Could you copy, word for word, only the lines from the one containing "# test: put a marker on the animal's" through the last line of the records below, both included?

- - -

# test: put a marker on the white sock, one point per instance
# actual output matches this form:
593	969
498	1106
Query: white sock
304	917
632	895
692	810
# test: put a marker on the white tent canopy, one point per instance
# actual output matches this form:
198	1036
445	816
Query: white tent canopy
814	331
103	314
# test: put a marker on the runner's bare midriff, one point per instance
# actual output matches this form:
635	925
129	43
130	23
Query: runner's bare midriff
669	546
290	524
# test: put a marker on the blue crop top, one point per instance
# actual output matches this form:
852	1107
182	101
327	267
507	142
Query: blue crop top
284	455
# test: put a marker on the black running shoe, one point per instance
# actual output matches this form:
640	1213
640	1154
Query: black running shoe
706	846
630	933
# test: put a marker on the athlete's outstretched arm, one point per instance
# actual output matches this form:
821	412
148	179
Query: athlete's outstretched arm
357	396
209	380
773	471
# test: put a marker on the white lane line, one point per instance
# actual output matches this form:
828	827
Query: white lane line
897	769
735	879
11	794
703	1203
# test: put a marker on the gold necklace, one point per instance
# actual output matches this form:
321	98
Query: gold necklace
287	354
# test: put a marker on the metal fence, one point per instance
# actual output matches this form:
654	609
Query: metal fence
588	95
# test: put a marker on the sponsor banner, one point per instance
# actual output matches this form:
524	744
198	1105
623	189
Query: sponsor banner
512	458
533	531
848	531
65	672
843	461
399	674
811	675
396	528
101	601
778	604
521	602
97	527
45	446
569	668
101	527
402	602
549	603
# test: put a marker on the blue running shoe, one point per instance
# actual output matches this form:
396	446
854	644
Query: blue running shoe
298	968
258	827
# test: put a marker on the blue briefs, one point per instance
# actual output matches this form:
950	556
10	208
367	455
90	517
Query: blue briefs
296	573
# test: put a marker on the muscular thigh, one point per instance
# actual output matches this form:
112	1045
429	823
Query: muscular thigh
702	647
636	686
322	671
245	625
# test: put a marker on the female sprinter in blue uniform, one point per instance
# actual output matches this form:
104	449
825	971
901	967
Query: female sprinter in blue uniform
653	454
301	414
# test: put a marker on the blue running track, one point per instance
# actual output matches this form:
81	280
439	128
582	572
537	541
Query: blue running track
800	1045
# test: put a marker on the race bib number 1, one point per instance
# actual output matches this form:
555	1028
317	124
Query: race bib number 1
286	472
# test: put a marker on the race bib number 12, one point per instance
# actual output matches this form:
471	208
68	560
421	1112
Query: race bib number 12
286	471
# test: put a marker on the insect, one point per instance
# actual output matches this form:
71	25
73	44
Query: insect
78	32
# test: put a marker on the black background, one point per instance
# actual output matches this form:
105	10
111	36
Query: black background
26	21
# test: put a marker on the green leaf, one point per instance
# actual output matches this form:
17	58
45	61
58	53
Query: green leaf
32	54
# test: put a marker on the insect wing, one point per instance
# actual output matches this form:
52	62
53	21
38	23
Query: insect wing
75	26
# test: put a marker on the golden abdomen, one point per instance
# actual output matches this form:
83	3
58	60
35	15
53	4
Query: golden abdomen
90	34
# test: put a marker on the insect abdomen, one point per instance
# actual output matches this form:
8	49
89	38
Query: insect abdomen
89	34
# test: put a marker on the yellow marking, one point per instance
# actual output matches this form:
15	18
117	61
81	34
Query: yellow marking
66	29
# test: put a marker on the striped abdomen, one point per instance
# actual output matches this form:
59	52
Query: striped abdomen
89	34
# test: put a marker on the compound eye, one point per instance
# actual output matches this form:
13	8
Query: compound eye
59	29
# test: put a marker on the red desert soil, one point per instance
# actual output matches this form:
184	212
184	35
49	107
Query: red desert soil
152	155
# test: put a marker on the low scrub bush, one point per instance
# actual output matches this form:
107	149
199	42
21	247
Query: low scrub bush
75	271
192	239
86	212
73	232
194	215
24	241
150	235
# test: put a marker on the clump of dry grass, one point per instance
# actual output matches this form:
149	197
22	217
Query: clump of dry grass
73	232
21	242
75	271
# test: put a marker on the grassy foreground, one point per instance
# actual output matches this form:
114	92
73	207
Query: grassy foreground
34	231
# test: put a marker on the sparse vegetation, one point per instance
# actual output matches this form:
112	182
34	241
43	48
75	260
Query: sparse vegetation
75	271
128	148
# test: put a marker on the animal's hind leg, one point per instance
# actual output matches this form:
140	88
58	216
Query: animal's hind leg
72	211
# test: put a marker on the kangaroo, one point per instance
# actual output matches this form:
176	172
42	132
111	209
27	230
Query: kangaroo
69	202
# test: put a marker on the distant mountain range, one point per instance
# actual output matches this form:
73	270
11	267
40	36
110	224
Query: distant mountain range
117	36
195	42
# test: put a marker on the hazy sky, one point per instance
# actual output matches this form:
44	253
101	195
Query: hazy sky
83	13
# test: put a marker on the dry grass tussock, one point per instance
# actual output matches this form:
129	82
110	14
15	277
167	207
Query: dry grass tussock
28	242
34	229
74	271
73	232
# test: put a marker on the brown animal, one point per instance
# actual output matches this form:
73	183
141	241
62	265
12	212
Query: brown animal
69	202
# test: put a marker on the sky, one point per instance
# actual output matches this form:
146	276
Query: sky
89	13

- - -

▶ OUTPUT BELOW
# test: put a marker on the animal's hind leg, one point per instance
# actual output matches this form:
140	88
58	216
Query: animal's hind leg
72	211
# test: put a marker on the kangaroo, one point per instance
# actual output matches this form:
176	172
42	132
111	209
27	230
Query: kangaroo
69	202
# test: put a marker on the distant mountain range, one point per instance
# actual output matches this form:
73	270
11	267
40	36
110	224
Query: distant mountain range
117	36
195	42
# test: put a marker on the hazy sky, one point per instance
# actual output matches this form:
44	253
101	195
Query: hazy sky
83	13
# test: put a marker on the dry grass tussock, one point per instance
# actual output matches this form:
129	82
110	14
15	277
167	207
Query: dry grass tussock
28	242
34	229
74	271
73	232
# test: put a marker on the brown animal, one point per instance
# actual output matches this form:
73	183
141	241
62	265
12	212
Query: brown animal
69	202
# test: put a marker on the sky, one point per instance
# actual output matches this form:
146	276
Query: sky
89	13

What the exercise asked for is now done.